##### SOURCE EXTRACT
|Crew of the "Memphis Belle"|
|Crew of "Hell's Angels"|
|Control Tower of RAF Molesworth|
So, it wasn't exactly as Hollywood made out but we got a taste of what it was like being part of a heavy bomber group. Risking your life every time you flew a mission, not knowing if it was going to be your last. I can only try and think of what that might be like -I don't know what it's truly like because, thanks to all those brave souls who fought for our freedom and peace back then, I have never had to experience anything like it. It is very saddening however that today war continues to rage between countries.
I heard a story once about a crew member (American) from one of the B-17's, who upon his forthcoming last mission -the 25th- became convinced that he was going to be killed. So convinced, he walked out to the furthest corner of the airfield and shot himself. That goes some way to illustrating the fear those men felt. Fear they lived with day in and day out. A fear that screamed too close to some that death was all around them, waiting.
##########
##### DATA UNDER STUDY
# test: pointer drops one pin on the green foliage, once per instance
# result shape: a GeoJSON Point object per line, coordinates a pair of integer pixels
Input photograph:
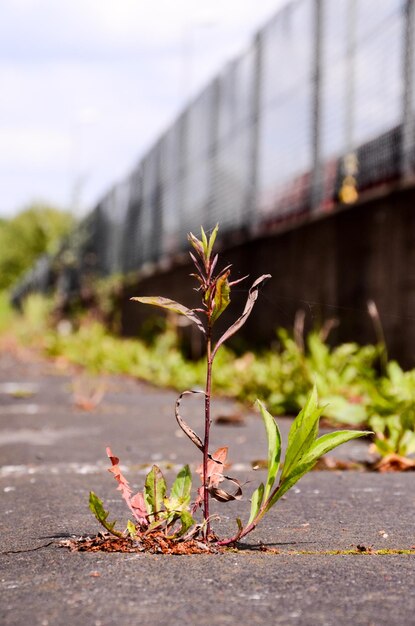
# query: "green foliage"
{"type": "Point", "coordinates": [392, 412]}
{"type": "Point", "coordinates": [35, 231]}
{"type": "Point", "coordinates": [153, 509]}
{"type": "Point", "coordinates": [168, 514]}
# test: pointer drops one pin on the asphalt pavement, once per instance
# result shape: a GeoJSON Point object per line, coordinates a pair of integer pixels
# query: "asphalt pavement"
##########
▶ TASK INSTRUCTIONS
Extend the passage about the B-17 bomber crews at RAF Molesworth, picking up after its final sentence. The material is not needed for this.

▶ RESULT FOR THIS TASK
And just to give Hollywood a mention, James Stewart the actor, was a commercial pilot before the war and was drafted into the army in October 1940. Unfortunately he failed the medical due to being a little underweight. Apparently he sought professional help in order to 'bulk up' and make the weight requirement. After doing so he enlisted in the Air Corps and was successful, taking his place among other recruits in March 1941. After various postings he eventually became Commander of the 703rd Bombardment Squadron, which made its way to RAF Tibenham, Norfolk, England in October 1943.
Stewart flew with most of his combat crews during their training flights. Their first real mission was on the 13th December, 1943 and it was to bomb the U-boat facilities at Kiel, Germany. Three days later Stewart led the squadron on their mission to Bremen. I think in the film, Memphis Belle, one of the crew hears that their final mission is Bremen. He says something like, "We're dead!" It was a very heavily defended place and the bombers encountered the heaviest flak ever on that mission.
Stewart took his role very seriously and was the consummate professional. So much so in fact that many of his missions were unaccredited at his own request. He was awarded multiple medals including the Distinguished Service Medal and the Distinguished Flying Cross with oak leaf cluster.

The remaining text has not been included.